*** Opening of ENTRIES SUPPLIED ***
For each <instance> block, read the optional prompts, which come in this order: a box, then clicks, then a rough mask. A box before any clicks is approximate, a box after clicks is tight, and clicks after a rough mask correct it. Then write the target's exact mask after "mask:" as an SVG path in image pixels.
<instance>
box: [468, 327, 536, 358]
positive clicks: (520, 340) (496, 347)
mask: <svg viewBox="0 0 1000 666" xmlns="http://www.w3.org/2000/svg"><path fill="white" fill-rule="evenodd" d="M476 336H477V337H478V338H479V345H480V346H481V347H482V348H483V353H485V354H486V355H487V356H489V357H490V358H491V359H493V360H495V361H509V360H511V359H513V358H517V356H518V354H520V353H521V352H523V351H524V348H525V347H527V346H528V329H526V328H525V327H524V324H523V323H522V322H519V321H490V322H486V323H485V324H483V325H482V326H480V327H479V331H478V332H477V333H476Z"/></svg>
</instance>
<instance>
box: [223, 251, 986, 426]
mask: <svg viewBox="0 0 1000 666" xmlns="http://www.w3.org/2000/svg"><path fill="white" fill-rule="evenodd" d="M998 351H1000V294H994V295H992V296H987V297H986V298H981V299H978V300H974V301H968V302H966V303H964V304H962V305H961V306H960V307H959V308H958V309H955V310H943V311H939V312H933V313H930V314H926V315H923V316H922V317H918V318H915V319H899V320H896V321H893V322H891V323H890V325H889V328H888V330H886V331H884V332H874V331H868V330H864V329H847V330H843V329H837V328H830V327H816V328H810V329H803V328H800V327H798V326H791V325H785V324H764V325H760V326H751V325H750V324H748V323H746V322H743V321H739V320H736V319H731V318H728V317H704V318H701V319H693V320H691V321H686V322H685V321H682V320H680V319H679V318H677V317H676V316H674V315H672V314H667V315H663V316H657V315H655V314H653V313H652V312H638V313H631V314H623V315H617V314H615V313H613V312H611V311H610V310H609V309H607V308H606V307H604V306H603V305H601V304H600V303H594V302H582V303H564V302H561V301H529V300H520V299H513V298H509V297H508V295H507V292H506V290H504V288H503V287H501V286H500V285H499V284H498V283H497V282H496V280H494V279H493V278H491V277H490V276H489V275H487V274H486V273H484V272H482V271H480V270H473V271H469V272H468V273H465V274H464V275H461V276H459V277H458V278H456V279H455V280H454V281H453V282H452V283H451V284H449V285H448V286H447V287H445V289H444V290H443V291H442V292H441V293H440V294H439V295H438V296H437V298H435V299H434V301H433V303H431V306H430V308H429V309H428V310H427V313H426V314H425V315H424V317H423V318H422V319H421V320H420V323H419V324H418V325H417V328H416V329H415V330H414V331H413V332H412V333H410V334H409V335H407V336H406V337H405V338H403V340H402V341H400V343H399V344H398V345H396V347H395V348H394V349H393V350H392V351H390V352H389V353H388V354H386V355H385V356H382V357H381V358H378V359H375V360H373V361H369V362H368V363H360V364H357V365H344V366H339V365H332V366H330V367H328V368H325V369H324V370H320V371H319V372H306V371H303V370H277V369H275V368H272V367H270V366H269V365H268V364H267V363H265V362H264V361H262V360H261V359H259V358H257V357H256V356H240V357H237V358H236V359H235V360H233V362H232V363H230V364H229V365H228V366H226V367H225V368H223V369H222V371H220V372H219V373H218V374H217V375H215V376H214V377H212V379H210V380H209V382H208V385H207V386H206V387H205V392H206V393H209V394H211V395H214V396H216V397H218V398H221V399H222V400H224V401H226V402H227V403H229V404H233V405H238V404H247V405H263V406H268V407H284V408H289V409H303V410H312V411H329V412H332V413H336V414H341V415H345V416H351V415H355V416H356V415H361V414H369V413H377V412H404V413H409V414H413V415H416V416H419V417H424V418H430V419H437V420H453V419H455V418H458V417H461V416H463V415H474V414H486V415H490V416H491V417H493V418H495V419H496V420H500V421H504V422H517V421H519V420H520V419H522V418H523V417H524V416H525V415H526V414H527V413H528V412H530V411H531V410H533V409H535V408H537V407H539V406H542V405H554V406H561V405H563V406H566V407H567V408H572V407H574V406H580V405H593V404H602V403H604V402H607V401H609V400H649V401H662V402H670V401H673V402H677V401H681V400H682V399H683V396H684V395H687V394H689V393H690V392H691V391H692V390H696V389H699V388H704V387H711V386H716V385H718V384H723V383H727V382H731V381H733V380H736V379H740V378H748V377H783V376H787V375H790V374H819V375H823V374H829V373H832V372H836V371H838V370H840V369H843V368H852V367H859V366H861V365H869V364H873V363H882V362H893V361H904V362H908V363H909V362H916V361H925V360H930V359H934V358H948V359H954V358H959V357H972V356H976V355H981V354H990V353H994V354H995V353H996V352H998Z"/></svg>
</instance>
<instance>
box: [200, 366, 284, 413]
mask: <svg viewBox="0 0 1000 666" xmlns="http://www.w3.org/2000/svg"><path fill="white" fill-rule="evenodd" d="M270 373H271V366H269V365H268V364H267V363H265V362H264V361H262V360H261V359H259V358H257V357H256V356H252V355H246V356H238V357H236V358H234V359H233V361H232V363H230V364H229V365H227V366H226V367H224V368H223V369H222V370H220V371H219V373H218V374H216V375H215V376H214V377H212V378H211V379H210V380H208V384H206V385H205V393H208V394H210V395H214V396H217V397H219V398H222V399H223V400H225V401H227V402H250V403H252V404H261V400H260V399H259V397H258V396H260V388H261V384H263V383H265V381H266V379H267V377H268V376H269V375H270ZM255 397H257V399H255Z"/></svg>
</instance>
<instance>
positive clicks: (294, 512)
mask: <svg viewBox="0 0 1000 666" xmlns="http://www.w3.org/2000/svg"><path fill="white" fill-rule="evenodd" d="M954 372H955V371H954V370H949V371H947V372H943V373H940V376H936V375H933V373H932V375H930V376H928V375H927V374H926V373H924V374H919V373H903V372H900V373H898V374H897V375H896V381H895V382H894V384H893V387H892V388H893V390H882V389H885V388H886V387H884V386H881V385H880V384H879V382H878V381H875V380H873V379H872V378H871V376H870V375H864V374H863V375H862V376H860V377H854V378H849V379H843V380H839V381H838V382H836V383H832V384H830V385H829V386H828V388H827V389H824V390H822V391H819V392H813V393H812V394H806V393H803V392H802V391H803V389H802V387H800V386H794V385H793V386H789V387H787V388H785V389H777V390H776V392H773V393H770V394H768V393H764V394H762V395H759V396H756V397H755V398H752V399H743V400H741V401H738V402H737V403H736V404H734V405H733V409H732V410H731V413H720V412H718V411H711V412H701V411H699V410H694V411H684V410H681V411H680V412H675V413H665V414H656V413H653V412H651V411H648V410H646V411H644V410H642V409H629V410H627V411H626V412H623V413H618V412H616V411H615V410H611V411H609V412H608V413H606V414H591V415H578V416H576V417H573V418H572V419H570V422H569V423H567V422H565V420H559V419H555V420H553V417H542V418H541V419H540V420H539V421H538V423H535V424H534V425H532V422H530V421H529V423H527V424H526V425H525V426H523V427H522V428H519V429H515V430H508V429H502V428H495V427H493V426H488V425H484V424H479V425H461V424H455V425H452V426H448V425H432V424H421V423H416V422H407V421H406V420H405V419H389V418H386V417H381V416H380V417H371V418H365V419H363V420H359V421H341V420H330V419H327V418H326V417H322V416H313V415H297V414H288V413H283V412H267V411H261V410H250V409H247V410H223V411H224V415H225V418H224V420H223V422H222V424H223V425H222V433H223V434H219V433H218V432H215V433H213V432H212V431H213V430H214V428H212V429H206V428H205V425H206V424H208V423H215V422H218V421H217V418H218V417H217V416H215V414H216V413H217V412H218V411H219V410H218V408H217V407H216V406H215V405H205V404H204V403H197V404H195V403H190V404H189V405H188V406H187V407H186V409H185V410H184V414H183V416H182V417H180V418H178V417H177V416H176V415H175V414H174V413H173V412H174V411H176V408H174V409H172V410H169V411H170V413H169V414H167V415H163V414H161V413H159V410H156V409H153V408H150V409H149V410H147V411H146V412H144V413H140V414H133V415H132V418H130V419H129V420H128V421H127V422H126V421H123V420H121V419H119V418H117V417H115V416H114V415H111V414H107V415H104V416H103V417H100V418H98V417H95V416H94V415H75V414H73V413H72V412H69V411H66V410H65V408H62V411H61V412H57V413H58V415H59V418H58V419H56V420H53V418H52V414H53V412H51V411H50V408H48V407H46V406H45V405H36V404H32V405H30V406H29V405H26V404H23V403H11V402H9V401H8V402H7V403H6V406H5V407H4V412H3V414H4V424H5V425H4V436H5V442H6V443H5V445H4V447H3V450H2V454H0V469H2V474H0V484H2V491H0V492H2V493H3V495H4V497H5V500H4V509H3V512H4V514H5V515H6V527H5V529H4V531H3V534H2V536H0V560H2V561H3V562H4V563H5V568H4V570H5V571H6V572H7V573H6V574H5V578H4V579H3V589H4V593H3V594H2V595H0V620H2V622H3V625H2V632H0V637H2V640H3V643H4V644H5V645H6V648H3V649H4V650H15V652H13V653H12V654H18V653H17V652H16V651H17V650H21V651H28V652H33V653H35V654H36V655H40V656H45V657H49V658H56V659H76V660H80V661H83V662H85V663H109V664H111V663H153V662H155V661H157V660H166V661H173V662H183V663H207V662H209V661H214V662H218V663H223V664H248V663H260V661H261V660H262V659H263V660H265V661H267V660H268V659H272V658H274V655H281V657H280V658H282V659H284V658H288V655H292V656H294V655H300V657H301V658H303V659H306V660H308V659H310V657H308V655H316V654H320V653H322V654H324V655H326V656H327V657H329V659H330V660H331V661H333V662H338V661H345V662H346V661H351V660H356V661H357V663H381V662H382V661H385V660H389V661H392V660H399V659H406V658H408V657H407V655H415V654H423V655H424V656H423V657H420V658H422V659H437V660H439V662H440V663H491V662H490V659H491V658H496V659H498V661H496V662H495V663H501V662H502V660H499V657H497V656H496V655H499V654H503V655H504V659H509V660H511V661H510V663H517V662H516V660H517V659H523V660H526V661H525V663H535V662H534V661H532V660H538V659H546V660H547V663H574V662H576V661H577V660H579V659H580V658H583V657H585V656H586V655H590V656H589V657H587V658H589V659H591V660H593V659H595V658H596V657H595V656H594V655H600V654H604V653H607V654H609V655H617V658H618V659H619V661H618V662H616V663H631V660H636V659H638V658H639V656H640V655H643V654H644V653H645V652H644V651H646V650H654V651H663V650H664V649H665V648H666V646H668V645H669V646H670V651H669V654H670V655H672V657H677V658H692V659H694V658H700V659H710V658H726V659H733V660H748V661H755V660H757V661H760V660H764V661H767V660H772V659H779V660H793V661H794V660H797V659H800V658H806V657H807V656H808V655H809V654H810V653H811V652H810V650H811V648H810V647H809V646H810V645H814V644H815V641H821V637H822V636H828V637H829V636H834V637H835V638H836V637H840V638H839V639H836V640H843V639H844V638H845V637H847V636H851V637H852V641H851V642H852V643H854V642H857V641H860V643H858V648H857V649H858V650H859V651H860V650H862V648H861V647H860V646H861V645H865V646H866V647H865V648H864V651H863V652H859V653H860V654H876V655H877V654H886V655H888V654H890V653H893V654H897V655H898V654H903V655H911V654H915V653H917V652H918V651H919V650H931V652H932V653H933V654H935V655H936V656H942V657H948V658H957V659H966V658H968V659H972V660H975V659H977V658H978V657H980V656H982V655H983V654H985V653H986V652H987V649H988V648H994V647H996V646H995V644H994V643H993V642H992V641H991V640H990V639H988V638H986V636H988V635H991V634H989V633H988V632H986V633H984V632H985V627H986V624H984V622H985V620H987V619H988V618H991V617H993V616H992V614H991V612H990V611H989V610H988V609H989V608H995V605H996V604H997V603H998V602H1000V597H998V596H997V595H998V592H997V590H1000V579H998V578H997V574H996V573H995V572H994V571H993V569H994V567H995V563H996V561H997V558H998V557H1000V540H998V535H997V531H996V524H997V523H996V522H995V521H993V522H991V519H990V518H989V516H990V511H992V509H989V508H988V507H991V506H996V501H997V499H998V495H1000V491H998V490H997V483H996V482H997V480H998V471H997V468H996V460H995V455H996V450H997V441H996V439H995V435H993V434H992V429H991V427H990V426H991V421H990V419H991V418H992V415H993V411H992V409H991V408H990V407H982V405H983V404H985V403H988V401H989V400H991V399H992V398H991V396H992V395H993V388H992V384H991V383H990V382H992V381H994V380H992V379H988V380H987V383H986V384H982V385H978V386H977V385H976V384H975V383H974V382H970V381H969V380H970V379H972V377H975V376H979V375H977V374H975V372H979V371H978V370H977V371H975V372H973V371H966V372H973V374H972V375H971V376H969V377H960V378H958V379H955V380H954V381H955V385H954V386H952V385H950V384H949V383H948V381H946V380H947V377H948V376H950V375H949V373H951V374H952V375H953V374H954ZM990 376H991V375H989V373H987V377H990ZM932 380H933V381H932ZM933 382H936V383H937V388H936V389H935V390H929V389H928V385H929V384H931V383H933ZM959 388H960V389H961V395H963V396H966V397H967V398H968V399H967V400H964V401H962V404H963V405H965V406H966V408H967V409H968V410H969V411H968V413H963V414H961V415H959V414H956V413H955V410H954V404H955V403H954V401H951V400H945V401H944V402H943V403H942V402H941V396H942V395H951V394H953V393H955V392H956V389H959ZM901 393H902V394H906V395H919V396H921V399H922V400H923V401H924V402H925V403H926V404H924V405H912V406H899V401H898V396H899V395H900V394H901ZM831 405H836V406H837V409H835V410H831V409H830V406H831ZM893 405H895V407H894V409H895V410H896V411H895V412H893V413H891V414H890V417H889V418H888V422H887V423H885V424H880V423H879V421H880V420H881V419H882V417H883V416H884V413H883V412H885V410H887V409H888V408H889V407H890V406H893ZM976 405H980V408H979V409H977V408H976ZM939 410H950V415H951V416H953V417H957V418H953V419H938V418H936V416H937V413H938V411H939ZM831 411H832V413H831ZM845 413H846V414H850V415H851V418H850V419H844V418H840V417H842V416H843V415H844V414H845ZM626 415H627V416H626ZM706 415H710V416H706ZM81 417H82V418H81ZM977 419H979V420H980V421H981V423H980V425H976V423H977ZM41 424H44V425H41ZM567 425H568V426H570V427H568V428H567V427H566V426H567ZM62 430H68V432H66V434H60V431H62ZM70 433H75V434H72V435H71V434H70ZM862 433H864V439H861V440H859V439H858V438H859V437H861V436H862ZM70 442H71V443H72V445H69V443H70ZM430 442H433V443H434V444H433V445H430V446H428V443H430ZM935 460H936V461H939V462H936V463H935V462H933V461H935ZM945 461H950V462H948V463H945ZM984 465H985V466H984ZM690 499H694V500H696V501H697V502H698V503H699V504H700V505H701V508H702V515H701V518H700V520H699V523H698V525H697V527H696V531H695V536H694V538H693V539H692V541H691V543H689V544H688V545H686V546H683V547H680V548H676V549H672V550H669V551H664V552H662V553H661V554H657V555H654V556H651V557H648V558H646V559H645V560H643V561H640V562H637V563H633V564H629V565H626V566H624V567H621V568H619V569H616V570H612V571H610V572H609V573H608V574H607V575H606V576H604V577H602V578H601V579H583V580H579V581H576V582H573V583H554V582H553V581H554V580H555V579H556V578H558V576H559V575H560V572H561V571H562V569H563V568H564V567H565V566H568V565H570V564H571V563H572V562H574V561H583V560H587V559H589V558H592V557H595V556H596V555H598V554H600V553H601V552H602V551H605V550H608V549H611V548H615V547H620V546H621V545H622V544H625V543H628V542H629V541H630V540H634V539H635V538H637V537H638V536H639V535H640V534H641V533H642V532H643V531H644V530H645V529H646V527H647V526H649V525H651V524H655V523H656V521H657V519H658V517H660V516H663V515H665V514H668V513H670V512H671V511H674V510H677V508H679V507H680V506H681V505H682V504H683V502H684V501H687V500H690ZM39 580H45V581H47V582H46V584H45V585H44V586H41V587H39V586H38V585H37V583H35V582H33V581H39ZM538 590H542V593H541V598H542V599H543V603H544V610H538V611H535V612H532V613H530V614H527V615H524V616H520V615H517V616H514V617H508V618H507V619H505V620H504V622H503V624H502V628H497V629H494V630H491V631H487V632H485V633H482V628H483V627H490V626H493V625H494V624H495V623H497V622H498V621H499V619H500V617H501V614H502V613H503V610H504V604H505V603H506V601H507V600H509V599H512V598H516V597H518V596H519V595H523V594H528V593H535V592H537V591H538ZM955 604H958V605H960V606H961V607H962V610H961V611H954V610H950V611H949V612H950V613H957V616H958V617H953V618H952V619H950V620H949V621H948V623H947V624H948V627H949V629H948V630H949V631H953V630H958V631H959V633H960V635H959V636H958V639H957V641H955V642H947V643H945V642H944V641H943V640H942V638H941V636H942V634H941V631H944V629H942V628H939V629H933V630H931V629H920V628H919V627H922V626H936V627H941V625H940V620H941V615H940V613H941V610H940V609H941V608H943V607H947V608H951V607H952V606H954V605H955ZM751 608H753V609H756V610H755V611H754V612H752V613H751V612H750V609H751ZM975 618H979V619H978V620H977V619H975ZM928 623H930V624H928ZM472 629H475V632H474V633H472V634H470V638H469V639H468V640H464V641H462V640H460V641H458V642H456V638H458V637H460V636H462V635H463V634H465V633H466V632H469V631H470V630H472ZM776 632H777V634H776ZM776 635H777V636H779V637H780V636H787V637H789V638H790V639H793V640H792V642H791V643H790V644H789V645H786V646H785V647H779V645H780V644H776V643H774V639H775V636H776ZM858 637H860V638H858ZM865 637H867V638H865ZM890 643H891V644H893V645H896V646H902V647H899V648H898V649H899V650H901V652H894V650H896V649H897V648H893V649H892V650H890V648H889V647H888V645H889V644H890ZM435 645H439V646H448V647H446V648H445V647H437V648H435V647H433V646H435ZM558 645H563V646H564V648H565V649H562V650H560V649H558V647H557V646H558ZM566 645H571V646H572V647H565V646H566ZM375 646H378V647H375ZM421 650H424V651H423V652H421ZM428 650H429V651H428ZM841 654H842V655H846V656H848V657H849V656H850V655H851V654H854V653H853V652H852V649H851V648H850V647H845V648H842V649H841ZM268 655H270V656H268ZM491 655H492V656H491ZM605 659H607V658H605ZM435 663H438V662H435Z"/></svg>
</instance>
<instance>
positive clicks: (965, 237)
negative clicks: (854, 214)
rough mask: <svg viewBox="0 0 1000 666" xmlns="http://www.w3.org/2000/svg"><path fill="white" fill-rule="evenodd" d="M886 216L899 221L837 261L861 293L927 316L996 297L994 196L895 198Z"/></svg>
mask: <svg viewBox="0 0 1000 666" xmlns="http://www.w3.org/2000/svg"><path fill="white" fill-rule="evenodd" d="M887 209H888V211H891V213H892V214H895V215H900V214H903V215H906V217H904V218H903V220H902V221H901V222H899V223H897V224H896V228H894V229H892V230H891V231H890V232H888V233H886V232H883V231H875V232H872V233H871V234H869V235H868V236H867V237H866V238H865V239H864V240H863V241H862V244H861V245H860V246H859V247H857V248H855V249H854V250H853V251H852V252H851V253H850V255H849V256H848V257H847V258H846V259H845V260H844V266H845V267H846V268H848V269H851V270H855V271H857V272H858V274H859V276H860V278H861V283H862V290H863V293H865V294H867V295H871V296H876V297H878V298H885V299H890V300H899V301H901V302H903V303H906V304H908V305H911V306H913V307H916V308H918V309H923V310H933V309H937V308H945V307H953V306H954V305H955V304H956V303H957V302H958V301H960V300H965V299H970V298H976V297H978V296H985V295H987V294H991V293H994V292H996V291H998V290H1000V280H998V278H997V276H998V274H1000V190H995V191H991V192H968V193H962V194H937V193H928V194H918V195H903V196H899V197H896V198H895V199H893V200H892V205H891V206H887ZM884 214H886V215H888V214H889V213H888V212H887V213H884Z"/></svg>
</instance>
*** Close of ENTRIES SUPPLIED ***
● WHAT YOU ARE ASKED TO DO
Restate the data word for word. Begin at its first line, end at the line that contains "box: [468, 327, 536, 358]", and include both.

● ANSWER SECTION
For each <instance> block, read the optional prompts, which come in this order: a box, then clicks, then a rough mask. A box before any clicks is approximate, a box after clicks is tight, and clicks after a rough mask correct it. Then write the target's exact mask after "mask:" as an SVG path in image pixels.
<instance>
box: [468, 327, 536, 358]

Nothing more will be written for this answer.